■ PROVIDED INFORMATION:
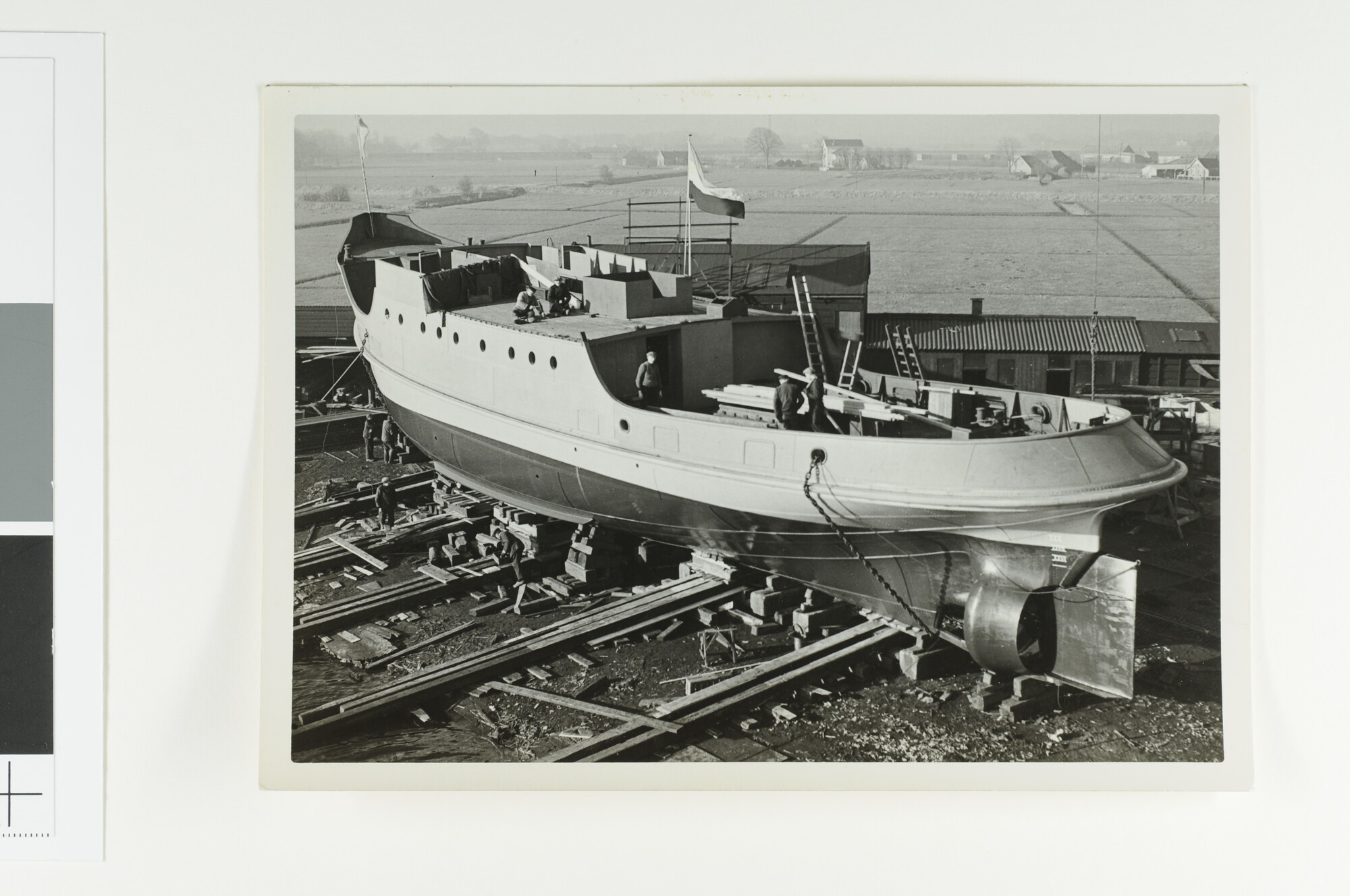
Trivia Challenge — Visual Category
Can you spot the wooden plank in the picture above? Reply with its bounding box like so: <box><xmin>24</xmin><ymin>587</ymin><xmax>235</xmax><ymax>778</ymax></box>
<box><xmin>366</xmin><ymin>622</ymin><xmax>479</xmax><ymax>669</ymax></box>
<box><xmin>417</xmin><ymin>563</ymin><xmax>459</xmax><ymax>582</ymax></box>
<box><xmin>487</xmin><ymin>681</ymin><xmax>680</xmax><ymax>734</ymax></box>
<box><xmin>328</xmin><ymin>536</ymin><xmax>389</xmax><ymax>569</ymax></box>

---

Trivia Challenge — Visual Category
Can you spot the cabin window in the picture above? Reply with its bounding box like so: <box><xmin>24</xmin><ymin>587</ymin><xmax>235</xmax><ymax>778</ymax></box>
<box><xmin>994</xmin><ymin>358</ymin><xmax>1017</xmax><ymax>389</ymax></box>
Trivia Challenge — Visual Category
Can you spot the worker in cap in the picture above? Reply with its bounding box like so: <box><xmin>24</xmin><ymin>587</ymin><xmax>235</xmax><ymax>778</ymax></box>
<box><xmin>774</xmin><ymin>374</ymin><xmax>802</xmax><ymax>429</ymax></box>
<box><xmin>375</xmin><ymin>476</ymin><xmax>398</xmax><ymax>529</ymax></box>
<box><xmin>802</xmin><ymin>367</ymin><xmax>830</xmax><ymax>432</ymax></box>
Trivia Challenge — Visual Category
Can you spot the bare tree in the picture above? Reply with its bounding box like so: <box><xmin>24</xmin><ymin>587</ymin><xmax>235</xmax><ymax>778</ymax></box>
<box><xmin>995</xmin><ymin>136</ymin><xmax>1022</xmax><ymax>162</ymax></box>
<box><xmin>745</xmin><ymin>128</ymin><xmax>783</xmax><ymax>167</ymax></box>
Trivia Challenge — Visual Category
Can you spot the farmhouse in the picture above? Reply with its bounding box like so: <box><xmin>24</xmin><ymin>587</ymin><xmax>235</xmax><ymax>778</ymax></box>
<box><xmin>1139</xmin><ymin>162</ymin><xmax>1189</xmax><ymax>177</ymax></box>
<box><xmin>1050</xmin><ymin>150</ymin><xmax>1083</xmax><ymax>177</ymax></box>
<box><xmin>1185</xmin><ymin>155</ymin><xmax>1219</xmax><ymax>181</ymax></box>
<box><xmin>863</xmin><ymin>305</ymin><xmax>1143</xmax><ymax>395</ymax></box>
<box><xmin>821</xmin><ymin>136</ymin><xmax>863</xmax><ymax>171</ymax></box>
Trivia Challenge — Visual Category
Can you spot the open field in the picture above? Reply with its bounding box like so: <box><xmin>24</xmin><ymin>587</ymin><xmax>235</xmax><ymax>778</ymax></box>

■ TASK INSTRUCTIONS: Select every line in the entries above that contains the word "spot".

■ TASK RESPONSE:
Can you spot the wooden plank in the picture above? Reply with its bounding box like so: <box><xmin>24</xmin><ymin>587</ymin><xmax>235</xmax><ymax>778</ymax></box>
Can you spot the cabin window in the picture above? Reply with its bounding box like so: <box><xmin>24</xmin><ymin>587</ymin><xmax>235</xmax><ymax>778</ymax></box>
Can you spot the worker in cap in the picture above? Reply with its bounding box like so: <box><xmin>24</xmin><ymin>587</ymin><xmax>235</xmax><ymax>778</ymax></box>
Can you spot the bare tree in the picture above? Reply with its bounding box like so: <box><xmin>24</xmin><ymin>587</ymin><xmax>235</xmax><ymax>778</ymax></box>
Can you spot the farmhouse in the picture above? Reply with its bounding box like so: <box><xmin>24</xmin><ymin>587</ymin><xmax>235</xmax><ymax>778</ymax></box>
Can you spot the open field in the picture above? Reply with its bounding box like so: <box><xmin>24</xmin><ymin>587</ymin><xmax>235</xmax><ymax>778</ymax></box>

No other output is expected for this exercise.